PROBLEM TO SOLVE: Your answer should consist solely of the lines from the one containing "Target: small flag" through the end of the entries below, duplicated exactly.

Referring expression pointing data:
=== Section Start ===

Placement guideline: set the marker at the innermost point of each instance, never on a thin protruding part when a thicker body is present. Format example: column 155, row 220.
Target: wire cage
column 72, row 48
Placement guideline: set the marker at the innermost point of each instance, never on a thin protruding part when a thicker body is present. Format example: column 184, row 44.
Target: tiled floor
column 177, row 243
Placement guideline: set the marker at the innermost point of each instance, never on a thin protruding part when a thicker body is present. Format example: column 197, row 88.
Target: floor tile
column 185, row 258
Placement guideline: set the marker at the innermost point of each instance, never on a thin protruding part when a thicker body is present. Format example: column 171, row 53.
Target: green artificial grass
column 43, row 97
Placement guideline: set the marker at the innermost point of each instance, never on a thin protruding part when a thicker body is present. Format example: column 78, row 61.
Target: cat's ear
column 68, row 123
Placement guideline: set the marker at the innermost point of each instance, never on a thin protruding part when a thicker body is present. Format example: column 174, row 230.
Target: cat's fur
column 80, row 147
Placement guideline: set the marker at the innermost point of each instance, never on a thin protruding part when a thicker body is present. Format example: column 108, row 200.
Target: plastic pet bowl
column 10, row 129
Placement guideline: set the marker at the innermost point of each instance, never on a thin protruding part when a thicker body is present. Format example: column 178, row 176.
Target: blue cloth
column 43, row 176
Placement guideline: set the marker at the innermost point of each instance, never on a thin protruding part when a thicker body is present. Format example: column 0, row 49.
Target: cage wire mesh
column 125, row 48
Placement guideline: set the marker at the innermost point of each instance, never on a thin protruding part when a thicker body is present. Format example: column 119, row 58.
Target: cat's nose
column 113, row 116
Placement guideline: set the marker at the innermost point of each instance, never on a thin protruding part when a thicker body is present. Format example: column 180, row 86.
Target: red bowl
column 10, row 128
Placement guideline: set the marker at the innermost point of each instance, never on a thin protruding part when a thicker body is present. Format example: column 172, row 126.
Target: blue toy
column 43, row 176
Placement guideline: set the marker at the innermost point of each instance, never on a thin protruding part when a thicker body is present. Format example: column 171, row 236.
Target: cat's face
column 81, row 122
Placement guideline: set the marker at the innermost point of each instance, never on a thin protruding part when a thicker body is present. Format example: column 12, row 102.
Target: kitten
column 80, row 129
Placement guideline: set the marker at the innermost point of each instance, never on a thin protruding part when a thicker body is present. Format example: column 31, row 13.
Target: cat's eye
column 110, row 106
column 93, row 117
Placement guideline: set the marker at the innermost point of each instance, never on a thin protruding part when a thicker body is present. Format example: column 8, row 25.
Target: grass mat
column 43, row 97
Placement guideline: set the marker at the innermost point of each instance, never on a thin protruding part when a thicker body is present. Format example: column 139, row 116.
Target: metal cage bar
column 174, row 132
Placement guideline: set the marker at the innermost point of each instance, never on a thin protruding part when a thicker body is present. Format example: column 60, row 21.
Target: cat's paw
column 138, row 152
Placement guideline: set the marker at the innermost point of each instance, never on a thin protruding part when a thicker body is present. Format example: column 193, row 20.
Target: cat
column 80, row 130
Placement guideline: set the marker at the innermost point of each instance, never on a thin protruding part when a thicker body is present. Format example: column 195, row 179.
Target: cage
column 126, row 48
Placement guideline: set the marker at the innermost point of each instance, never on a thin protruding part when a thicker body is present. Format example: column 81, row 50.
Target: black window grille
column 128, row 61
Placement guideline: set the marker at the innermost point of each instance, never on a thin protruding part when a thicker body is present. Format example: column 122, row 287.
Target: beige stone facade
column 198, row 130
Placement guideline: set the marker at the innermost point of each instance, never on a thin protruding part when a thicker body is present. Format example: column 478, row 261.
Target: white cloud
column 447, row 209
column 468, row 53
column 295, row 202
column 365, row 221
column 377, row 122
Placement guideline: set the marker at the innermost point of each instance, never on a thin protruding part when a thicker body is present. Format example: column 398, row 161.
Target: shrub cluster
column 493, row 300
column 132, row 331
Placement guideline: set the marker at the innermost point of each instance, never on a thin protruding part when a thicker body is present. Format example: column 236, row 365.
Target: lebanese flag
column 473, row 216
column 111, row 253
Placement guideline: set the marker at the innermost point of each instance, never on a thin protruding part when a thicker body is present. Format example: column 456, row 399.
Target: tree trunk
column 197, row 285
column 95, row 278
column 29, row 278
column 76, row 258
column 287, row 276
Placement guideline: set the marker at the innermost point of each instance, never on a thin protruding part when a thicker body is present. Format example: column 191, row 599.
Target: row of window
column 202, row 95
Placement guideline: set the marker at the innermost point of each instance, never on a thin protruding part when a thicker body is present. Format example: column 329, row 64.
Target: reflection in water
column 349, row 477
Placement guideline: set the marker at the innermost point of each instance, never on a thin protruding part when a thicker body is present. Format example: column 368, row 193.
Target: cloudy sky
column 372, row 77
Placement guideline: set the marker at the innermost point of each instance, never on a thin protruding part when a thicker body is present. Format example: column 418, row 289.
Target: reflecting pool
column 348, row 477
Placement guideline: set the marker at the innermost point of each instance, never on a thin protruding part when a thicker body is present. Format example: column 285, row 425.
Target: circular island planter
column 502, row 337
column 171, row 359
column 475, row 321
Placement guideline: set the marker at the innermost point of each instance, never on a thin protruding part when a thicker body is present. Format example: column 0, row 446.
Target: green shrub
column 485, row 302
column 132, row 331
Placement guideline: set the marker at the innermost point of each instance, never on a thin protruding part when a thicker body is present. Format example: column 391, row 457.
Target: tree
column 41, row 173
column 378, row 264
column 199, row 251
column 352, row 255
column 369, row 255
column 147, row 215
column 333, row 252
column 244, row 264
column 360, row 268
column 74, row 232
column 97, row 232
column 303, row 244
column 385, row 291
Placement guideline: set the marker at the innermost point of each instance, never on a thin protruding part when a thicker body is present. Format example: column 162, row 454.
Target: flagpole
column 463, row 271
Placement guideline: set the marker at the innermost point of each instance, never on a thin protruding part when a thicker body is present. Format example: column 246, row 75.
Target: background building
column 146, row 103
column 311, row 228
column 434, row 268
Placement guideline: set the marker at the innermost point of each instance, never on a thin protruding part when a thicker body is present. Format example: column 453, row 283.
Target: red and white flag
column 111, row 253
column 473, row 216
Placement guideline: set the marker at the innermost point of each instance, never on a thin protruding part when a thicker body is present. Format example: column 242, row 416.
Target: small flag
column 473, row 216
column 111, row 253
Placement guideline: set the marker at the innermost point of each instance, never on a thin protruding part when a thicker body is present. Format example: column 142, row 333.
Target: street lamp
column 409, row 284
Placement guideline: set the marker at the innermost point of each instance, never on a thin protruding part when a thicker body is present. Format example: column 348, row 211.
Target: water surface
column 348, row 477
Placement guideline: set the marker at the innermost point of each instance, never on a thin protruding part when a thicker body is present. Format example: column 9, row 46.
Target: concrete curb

=== Section End ===

EXERCISE OUTPUT:
Target: small flag
column 473, row 216
column 111, row 253
Placement guideline: set the marker at the innermost point of each instance, never on a thin protruding part when a thicker body is present. Format example: column 142, row 333.
Target: street lamp
column 409, row 284
Placement guideline: set the marker at the innermost point of each instance, never on a thin protruding part when a thicker body is present. Format example: column 348, row 211.
Target: water surface
column 348, row 477
Placement guideline: set the marker at the innermost point of each instance, never on a thin protruding part when a thicker body is present. Format example: column 9, row 46.
Target: concrete curb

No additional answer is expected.